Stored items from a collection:
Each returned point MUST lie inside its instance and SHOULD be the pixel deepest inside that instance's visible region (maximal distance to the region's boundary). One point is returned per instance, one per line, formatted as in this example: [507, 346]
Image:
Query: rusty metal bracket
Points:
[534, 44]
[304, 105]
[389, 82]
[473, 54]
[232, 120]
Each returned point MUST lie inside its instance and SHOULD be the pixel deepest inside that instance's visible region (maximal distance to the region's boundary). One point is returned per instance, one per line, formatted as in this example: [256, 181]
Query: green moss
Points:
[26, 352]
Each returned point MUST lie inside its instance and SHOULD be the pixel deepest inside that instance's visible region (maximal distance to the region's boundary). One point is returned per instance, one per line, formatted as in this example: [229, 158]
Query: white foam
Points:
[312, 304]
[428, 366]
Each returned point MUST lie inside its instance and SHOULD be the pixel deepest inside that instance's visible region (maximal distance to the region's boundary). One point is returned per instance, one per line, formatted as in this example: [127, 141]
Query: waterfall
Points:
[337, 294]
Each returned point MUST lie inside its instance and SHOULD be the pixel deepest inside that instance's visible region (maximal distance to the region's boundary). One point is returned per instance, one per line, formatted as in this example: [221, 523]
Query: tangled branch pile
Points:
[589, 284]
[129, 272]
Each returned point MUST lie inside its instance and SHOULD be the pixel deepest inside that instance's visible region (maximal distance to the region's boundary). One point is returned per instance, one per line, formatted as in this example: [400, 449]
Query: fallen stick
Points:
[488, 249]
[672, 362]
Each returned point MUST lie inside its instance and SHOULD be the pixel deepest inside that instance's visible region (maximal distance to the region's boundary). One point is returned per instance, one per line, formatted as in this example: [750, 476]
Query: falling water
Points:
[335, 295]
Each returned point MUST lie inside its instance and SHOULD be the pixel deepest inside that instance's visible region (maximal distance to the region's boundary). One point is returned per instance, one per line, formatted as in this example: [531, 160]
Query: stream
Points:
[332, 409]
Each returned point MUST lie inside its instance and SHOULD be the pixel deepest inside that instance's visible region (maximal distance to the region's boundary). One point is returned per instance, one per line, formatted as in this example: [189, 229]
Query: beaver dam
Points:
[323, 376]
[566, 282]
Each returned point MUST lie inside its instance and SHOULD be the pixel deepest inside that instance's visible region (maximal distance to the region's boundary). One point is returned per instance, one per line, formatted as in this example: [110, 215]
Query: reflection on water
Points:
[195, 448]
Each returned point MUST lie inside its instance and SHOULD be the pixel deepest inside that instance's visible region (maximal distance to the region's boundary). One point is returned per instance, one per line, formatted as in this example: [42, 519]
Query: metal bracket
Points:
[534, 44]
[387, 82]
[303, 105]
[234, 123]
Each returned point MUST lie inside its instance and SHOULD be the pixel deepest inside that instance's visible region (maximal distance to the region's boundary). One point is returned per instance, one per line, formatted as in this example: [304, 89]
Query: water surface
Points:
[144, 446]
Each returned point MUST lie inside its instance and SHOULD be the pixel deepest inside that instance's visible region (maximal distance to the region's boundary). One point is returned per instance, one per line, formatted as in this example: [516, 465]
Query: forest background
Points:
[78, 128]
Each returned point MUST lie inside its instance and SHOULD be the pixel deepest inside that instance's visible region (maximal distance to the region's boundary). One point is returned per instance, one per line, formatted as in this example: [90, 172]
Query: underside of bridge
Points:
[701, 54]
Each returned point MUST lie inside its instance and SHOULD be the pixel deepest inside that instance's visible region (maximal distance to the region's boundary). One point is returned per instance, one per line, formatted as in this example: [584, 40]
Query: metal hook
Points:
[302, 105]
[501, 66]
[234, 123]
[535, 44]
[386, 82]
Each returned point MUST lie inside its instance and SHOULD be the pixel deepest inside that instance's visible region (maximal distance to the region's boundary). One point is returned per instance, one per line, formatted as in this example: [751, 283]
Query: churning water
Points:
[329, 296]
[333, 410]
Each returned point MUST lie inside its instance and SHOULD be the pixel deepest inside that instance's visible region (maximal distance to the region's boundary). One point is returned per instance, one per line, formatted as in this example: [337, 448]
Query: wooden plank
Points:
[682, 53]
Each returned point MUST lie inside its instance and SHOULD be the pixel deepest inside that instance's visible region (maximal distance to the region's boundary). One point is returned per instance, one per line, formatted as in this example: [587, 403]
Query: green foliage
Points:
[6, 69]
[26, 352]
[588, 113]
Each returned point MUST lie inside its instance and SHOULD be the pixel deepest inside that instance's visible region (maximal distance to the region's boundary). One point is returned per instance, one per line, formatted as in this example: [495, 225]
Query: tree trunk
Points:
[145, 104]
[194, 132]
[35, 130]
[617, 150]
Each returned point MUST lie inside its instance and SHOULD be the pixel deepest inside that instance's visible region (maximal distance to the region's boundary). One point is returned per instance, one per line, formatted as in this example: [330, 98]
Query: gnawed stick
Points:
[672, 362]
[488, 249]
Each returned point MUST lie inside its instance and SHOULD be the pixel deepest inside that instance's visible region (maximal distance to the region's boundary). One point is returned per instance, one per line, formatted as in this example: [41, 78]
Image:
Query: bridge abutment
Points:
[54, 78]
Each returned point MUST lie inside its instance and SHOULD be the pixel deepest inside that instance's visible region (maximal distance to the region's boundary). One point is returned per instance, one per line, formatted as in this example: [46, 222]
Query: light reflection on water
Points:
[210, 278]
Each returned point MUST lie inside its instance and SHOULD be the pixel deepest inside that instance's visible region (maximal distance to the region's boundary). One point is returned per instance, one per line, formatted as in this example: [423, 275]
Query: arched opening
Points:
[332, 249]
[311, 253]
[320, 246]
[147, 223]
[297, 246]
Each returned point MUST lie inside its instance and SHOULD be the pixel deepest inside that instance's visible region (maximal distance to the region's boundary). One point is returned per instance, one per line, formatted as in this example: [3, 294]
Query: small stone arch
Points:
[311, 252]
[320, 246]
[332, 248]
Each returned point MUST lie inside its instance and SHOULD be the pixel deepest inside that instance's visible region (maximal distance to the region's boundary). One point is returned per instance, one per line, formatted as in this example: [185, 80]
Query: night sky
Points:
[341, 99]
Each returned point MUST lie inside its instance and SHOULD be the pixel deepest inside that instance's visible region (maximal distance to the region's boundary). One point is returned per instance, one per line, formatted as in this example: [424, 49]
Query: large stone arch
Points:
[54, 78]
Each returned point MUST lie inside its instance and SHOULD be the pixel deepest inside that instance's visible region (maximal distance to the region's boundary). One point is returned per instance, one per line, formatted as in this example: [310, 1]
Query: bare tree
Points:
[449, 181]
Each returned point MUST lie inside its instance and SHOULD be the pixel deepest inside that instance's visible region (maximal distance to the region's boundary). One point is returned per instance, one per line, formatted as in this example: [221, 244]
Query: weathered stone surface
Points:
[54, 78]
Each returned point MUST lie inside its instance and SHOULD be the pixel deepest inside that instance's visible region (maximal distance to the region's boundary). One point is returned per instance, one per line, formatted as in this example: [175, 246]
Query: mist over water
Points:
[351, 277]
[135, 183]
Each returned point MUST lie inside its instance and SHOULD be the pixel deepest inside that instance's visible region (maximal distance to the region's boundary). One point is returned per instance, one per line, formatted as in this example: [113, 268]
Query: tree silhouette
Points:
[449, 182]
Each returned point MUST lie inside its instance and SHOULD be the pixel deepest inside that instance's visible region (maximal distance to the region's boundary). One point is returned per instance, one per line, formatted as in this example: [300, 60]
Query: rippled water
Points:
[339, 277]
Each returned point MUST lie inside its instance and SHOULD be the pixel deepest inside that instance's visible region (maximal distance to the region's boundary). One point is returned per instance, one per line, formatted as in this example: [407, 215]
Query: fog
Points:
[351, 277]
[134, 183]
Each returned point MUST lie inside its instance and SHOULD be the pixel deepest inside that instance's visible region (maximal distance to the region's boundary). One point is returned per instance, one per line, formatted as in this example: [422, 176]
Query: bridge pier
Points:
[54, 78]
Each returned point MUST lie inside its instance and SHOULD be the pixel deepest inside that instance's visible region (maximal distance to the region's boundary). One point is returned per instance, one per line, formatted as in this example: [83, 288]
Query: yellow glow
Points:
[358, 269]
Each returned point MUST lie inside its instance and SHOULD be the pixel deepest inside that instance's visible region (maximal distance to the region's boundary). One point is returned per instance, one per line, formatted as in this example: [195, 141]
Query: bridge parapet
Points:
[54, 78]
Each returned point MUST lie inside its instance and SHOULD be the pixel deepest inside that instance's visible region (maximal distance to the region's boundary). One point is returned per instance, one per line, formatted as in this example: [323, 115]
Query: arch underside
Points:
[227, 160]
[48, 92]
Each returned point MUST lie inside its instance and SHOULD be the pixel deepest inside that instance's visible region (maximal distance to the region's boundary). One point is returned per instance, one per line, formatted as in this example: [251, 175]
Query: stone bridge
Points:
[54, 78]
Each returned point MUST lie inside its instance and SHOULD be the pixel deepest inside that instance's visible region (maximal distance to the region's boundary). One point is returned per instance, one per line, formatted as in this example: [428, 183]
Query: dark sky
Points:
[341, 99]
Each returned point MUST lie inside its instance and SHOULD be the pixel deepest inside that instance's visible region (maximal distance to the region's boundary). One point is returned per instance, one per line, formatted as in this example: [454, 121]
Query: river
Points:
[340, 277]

#### What you have to do
State how many lines of the records above contain the word "stone", giving only that number.

#### Solution below
4